>> BEGIN Data section

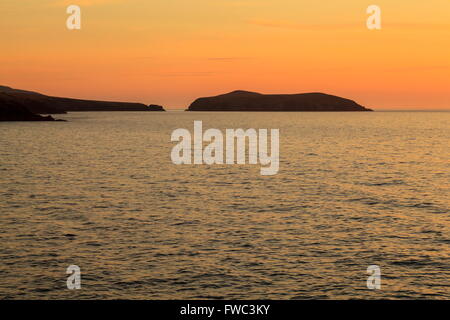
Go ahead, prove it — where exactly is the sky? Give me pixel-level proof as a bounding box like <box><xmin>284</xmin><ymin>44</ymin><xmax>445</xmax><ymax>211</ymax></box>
<box><xmin>0</xmin><ymin>0</ymin><xmax>450</xmax><ymax>110</ymax></box>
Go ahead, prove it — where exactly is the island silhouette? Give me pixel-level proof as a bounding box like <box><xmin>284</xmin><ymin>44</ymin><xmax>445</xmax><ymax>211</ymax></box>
<box><xmin>0</xmin><ymin>86</ymin><xmax>165</xmax><ymax>121</ymax></box>
<box><xmin>187</xmin><ymin>90</ymin><xmax>373</xmax><ymax>112</ymax></box>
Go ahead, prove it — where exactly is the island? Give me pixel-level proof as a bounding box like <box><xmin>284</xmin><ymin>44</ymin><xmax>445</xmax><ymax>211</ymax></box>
<box><xmin>0</xmin><ymin>86</ymin><xmax>165</xmax><ymax>121</ymax></box>
<box><xmin>186</xmin><ymin>90</ymin><xmax>373</xmax><ymax>112</ymax></box>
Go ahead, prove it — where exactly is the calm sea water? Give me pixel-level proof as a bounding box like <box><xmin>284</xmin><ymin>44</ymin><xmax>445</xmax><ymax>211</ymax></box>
<box><xmin>0</xmin><ymin>112</ymin><xmax>450</xmax><ymax>299</ymax></box>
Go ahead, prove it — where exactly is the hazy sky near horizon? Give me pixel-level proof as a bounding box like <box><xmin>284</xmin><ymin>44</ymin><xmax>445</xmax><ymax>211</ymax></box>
<box><xmin>0</xmin><ymin>0</ymin><xmax>450</xmax><ymax>109</ymax></box>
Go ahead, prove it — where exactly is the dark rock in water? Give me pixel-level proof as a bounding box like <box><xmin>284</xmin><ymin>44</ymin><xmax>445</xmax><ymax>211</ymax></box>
<box><xmin>148</xmin><ymin>104</ymin><xmax>166</xmax><ymax>111</ymax></box>
<box><xmin>187</xmin><ymin>91</ymin><xmax>373</xmax><ymax>112</ymax></box>
<box><xmin>0</xmin><ymin>86</ymin><xmax>165</xmax><ymax>114</ymax></box>
<box><xmin>0</xmin><ymin>100</ymin><xmax>64</xmax><ymax>121</ymax></box>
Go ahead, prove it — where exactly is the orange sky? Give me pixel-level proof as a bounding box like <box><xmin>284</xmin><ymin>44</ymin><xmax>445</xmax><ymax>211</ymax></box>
<box><xmin>0</xmin><ymin>0</ymin><xmax>450</xmax><ymax>109</ymax></box>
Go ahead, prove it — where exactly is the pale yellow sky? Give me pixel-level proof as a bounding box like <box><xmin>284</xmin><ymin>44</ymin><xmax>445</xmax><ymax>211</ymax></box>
<box><xmin>0</xmin><ymin>0</ymin><xmax>450</xmax><ymax>109</ymax></box>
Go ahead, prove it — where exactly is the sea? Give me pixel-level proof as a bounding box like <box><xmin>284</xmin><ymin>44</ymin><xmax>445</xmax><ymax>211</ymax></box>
<box><xmin>0</xmin><ymin>111</ymin><xmax>450</xmax><ymax>300</ymax></box>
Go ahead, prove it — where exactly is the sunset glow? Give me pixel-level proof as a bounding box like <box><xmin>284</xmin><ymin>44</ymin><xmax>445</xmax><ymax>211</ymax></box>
<box><xmin>0</xmin><ymin>0</ymin><xmax>450</xmax><ymax>110</ymax></box>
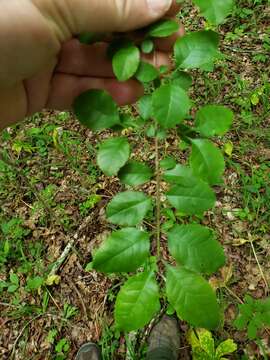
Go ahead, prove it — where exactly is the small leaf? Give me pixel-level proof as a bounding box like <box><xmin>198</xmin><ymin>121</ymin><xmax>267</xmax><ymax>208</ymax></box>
<box><xmin>26</xmin><ymin>276</ymin><xmax>44</xmax><ymax>290</ymax></box>
<box><xmin>7</xmin><ymin>284</ymin><xmax>19</xmax><ymax>293</ymax></box>
<box><xmin>188</xmin><ymin>329</ymin><xmax>215</xmax><ymax>360</ymax></box>
<box><xmin>195</xmin><ymin>105</ymin><xmax>233</xmax><ymax>136</ymax></box>
<box><xmin>216</xmin><ymin>339</ymin><xmax>237</xmax><ymax>359</ymax></box>
<box><xmin>141</xmin><ymin>39</ymin><xmax>155</xmax><ymax>54</ymax></box>
<box><xmin>93</xmin><ymin>228</ymin><xmax>150</xmax><ymax>273</ymax></box>
<box><xmin>172</xmin><ymin>70</ymin><xmax>192</xmax><ymax>91</ymax></box>
<box><xmin>147</xmin><ymin>20</ymin><xmax>179</xmax><ymax>38</ymax></box>
<box><xmin>9</xmin><ymin>273</ymin><xmax>20</xmax><ymax>285</ymax></box>
<box><xmin>152</xmin><ymin>84</ymin><xmax>191</xmax><ymax>128</ymax></box>
<box><xmin>115</xmin><ymin>272</ymin><xmax>160</xmax><ymax>332</ymax></box>
<box><xmin>159</xmin><ymin>156</ymin><xmax>176</xmax><ymax>170</ymax></box>
<box><xmin>224</xmin><ymin>141</ymin><xmax>233</xmax><ymax>157</ymax></box>
<box><xmin>73</xmin><ymin>90</ymin><xmax>120</xmax><ymax>131</ymax></box>
<box><xmin>190</xmin><ymin>139</ymin><xmax>225</xmax><ymax>185</ymax></box>
<box><xmin>193</xmin><ymin>0</ymin><xmax>234</xmax><ymax>25</ymax></box>
<box><xmin>138</xmin><ymin>95</ymin><xmax>153</xmax><ymax>120</ymax></box>
<box><xmin>97</xmin><ymin>137</ymin><xmax>130</xmax><ymax>176</ymax></box>
<box><xmin>45</xmin><ymin>274</ymin><xmax>61</xmax><ymax>286</ymax></box>
<box><xmin>135</xmin><ymin>61</ymin><xmax>159</xmax><ymax>83</ymax></box>
<box><xmin>166</xmin><ymin>266</ymin><xmax>220</xmax><ymax>330</ymax></box>
<box><xmin>118</xmin><ymin>161</ymin><xmax>153</xmax><ymax>186</ymax></box>
<box><xmin>167</xmin><ymin>180</ymin><xmax>216</xmax><ymax>215</ymax></box>
<box><xmin>174</xmin><ymin>31</ymin><xmax>219</xmax><ymax>69</ymax></box>
<box><xmin>106</xmin><ymin>191</ymin><xmax>152</xmax><ymax>226</ymax></box>
<box><xmin>112</xmin><ymin>44</ymin><xmax>140</xmax><ymax>81</ymax></box>
<box><xmin>168</xmin><ymin>224</ymin><xmax>225</xmax><ymax>275</ymax></box>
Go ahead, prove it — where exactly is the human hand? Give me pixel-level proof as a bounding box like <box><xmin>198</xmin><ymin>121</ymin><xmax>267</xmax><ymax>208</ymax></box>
<box><xmin>0</xmin><ymin>0</ymin><xmax>183</xmax><ymax>128</ymax></box>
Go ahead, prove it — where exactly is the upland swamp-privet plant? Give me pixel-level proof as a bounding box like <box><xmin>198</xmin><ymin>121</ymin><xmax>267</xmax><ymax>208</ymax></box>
<box><xmin>74</xmin><ymin>0</ymin><xmax>234</xmax><ymax>332</ymax></box>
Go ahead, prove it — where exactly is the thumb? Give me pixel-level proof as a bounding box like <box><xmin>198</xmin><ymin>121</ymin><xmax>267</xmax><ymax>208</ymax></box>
<box><xmin>54</xmin><ymin>0</ymin><xmax>173</xmax><ymax>35</ymax></box>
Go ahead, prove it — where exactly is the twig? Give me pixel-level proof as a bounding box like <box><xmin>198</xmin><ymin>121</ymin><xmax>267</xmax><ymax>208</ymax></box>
<box><xmin>250</xmin><ymin>241</ymin><xmax>269</xmax><ymax>294</ymax></box>
<box><xmin>155</xmin><ymin>131</ymin><xmax>161</xmax><ymax>260</ymax></box>
<box><xmin>49</xmin><ymin>239</ymin><xmax>75</xmax><ymax>277</ymax></box>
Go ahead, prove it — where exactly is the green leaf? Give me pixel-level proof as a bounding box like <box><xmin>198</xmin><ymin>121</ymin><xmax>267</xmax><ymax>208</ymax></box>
<box><xmin>216</xmin><ymin>339</ymin><xmax>237</xmax><ymax>359</ymax></box>
<box><xmin>7</xmin><ymin>284</ymin><xmax>19</xmax><ymax>293</ymax></box>
<box><xmin>9</xmin><ymin>273</ymin><xmax>20</xmax><ymax>285</ymax></box>
<box><xmin>112</xmin><ymin>44</ymin><xmax>140</xmax><ymax>81</ymax></box>
<box><xmin>93</xmin><ymin>228</ymin><xmax>150</xmax><ymax>273</ymax></box>
<box><xmin>107</xmin><ymin>191</ymin><xmax>152</xmax><ymax>226</ymax></box>
<box><xmin>138</xmin><ymin>95</ymin><xmax>153</xmax><ymax>120</ymax></box>
<box><xmin>97</xmin><ymin>137</ymin><xmax>130</xmax><ymax>176</ymax></box>
<box><xmin>159</xmin><ymin>156</ymin><xmax>176</xmax><ymax>170</ymax></box>
<box><xmin>195</xmin><ymin>105</ymin><xmax>233</xmax><ymax>136</ymax></box>
<box><xmin>167</xmin><ymin>179</ymin><xmax>216</xmax><ymax>215</ymax></box>
<box><xmin>141</xmin><ymin>39</ymin><xmax>155</xmax><ymax>54</ymax></box>
<box><xmin>115</xmin><ymin>272</ymin><xmax>160</xmax><ymax>331</ymax></box>
<box><xmin>188</xmin><ymin>329</ymin><xmax>215</xmax><ymax>360</ymax></box>
<box><xmin>73</xmin><ymin>90</ymin><xmax>120</xmax><ymax>131</ymax></box>
<box><xmin>172</xmin><ymin>70</ymin><xmax>192</xmax><ymax>91</ymax></box>
<box><xmin>190</xmin><ymin>139</ymin><xmax>225</xmax><ymax>185</ymax></box>
<box><xmin>168</xmin><ymin>224</ymin><xmax>225</xmax><ymax>275</ymax></box>
<box><xmin>193</xmin><ymin>0</ymin><xmax>234</xmax><ymax>25</ymax></box>
<box><xmin>26</xmin><ymin>276</ymin><xmax>44</xmax><ymax>290</ymax></box>
<box><xmin>147</xmin><ymin>20</ymin><xmax>179</xmax><ymax>38</ymax></box>
<box><xmin>174</xmin><ymin>31</ymin><xmax>219</xmax><ymax>70</ymax></box>
<box><xmin>163</xmin><ymin>164</ymin><xmax>196</xmax><ymax>186</ymax></box>
<box><xmin>166</xmin><ymin>266</ymin><xmax>220</xmax><ymax>330</ymax></box>
<box><xmin>152</xmin><ymin>84</ymin><xmax>191</xmax><ymax>128</ymax></box>
<box><xmin>118</xmin><ymin>161</ymin><xmax>153</xmax><ymax>186</ymax></box>
<box><xmin>135</xmin><ymin>61</ymin><xmax>159</xmax><ymax>83</ymax></box>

>> END Data section

> [Stated task]
Find each line in the records above that contains the word "leaf" and copy those lines out.

> [Solved exercise]
Go ahead, prove it — where exactly is the small leaf? Give me pixel-level proof as a bounding box like <box><xmin>198</xmin><ymin>121</ymin><xmax>267</xmax><ymax>208</ymax></box>
Go ahead, prove it — where exactly is the green leaf? Give me pixel-level proof as a bounding box like <box><xmin>198</xmin><ymin>121</ymin><xmax>267</xmax><ymax>208</ymax></box>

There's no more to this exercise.